→ Exercise brief
Read through the lines below for the string "coastal" and copy each one that has it.

Region pointing data
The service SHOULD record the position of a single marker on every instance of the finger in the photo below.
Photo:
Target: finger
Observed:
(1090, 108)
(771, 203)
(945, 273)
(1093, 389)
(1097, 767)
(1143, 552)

==

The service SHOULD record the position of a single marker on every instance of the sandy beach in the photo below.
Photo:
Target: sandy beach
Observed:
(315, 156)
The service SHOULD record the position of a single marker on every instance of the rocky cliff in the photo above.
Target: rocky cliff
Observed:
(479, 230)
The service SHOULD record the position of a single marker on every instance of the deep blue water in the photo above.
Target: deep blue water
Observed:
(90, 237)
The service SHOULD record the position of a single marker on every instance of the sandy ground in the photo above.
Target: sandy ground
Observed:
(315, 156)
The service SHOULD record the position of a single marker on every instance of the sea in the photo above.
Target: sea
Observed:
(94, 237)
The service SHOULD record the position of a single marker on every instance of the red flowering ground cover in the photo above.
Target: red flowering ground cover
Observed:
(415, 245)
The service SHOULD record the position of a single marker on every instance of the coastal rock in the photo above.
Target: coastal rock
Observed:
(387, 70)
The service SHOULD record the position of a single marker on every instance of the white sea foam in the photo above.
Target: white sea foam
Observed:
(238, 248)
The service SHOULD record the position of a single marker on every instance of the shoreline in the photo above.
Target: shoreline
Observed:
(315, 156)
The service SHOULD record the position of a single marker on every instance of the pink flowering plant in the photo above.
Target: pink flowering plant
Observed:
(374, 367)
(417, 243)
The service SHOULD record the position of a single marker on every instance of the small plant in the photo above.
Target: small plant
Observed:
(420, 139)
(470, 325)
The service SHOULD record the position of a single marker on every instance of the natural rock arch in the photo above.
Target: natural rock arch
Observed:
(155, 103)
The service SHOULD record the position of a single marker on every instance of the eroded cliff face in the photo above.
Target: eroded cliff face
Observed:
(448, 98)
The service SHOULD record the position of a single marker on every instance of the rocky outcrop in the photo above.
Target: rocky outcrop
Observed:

---

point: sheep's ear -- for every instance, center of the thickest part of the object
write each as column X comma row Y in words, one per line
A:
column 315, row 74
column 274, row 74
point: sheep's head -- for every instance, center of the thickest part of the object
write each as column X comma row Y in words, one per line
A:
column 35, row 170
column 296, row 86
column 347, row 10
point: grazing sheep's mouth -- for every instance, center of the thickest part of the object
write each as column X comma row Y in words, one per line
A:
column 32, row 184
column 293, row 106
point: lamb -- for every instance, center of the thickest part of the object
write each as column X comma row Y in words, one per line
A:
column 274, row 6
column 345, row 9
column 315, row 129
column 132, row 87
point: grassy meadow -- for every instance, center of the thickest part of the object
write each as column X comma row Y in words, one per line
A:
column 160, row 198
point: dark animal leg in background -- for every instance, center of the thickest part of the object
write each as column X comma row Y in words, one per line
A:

→ Completed exercise
The service SHOULD record the position of a single marker on every instance of the coastal rock in the photo above.
Target: coastal rock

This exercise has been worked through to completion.